**What you are asked to do**
Transcribe all of the material exactly. Any picture in it should be left out.
=======
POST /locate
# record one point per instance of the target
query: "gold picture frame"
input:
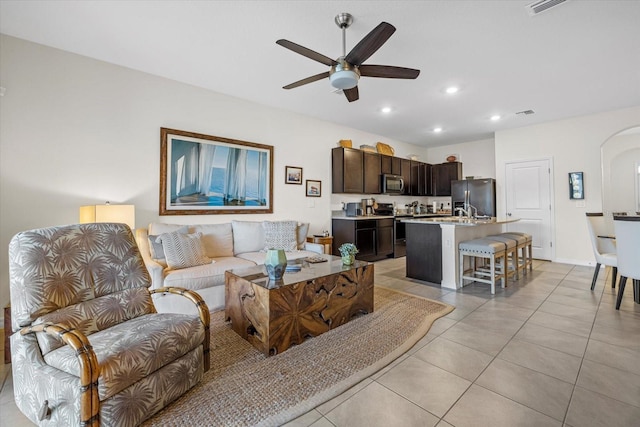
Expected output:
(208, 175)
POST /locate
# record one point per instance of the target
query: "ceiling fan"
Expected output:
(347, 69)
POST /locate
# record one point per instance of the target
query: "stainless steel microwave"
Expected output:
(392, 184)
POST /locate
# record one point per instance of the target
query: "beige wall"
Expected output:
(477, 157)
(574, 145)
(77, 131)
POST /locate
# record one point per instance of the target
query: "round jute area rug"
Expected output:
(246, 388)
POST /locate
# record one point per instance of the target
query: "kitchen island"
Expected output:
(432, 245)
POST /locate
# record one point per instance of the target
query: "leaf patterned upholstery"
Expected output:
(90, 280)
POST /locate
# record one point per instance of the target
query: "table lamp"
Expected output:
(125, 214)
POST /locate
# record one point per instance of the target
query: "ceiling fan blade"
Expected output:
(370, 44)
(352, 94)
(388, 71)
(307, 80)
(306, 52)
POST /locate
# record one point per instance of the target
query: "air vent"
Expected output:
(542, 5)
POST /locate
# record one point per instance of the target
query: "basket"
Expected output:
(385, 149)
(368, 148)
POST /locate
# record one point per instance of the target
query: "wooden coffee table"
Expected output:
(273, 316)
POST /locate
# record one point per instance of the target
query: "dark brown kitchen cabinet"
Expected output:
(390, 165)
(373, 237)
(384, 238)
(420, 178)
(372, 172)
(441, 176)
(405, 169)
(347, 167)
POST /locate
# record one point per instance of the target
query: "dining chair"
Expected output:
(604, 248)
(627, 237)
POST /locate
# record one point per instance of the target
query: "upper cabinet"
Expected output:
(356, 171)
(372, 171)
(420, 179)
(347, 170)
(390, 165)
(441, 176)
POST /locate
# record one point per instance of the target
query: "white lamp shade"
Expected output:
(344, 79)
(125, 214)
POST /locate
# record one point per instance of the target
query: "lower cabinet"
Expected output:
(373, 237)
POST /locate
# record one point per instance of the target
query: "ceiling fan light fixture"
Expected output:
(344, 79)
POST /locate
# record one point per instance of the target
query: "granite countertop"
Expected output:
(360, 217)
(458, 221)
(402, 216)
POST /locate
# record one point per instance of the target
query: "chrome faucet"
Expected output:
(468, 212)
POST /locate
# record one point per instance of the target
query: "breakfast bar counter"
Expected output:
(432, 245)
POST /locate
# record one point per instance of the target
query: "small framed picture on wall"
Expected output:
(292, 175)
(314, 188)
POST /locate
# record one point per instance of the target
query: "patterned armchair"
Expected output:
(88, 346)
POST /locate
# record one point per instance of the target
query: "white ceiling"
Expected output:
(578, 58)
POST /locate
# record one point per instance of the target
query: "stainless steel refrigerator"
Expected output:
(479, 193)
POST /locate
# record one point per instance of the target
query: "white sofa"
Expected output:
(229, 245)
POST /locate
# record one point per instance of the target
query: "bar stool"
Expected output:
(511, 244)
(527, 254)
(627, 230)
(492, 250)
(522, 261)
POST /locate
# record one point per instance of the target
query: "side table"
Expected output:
=======
**The answer**
POST /locate
# record one point per instance of the target
query: "gold picture frame"
input:
Expected output:
(208, 175)
POST /locate
# record one point per instance of the target
query: "ceiling fan"
Expected output:
(347, 69)
POST /locate
# record one point per instance of the target
query: "stainless steel microwave"
Expected output:
(392, 184)
POST /locate
# record one point per instance of the target
query: "beige wall"
Expected output:
(477, 157)
(574, 145)
(77, 131)
POST /locate
# record one point per instance of the target
query: "round jute area rug"
Expected output:
(246, 388)
POST /locate
# record one point per instance of the target
query: "kitchen island"
Expected output:
(432, 245)
POST /locate
# record one point per instance of the target
query: "leaf patterned upholstery"
Expected output:
(90, 280)
POST /locate
# record one point per instance of the target
query: "table lamp"
Expected output:
(125, 214)
POST /locate
# record one point per instance of the target
query: "ceiling fan blade"
Expected output:
(370, 44)
(352, 94)
(388, 71)
(307, 80)
(306, 52)
POST /locate
# record one point per instance of the target
query: "air vent"
Expected output:
(542, 5)
POST /locate
# record one point per instance of the target
query: "basket"
Expected output:
(385, 149)
(368, 148)
POST /locate
# record one point per instance of the target
query: "wooden coffee table"
Expected output:
(273, 316)
POST /locate
# record one point per instance of the target
query: "dark brown kitchen cabinet"
Expected output:
(390, 165)
(373, 237)
(384, 238)
(420, 178)
(372, 172)
(441, 176)
(405, 169)
(347, 167)
POST /locate
# record one point per instance of the target
query: "dining chair"
Expected output:
(604, 248)
(627, 237)
POST /locate
# record one point per instance of the target
query: "upper cabinet"
Expected output:
(356, 171)
(372, 171)
(420, 179)
(347, 170)
(390, 165)
(441, 176)
POST /locate
# record one point per instance of the target
query: "white lamp shade"
Expected output:
(344, 79)
(125, 214)
POST /locate
# record one point per instance of the target
query: "lower cabinet"
Expected output:
(373, 237)
POST /locate
# record one point per instance of the target
query: "ceiling fan light fixture"
Expected output:
(344, 79)
POST /locate
# record one point per instance of the target
query: "granite countertop"
Expected output:
(360, 217)
(458, 221)
(402, 216)
POST /locate
# record one point per instance of the target
query: "chrome faucet"
Expected output:
(468, 212)
POST /locate
# record one point per instance of the target
query: "breakfast bar counter"
Expected output:
(432, 245)
POST /locate
# record one point per instance of the target
query: "small framed picture on wall"
Expected output:
(292, 175)
(314, 188)
POST /locate
# record one point per instance of the target
query: "patterned armchair"
Expected output:
(88, 346)
POST /locate
# record one point per instance of the target
query: "white ceiling"
Expected output:
(578, 58)
POST /locate
# record one point per instance of the target
query: "stainless steel refrigerator"
Expected output:
(479, 193)
POST /locate
# record one point per instance of the target
query: "white sofa"
Expected output:
(229, 245)
POST /locate
# record one point per instance of the target
query: "bar stool"
Expected output:
(511, 244)
(527, 254)
(627, 230)
(492, 250)
(522, 261)
POST /locate
# record one point per instance of the target
query: "side table"
Expected output:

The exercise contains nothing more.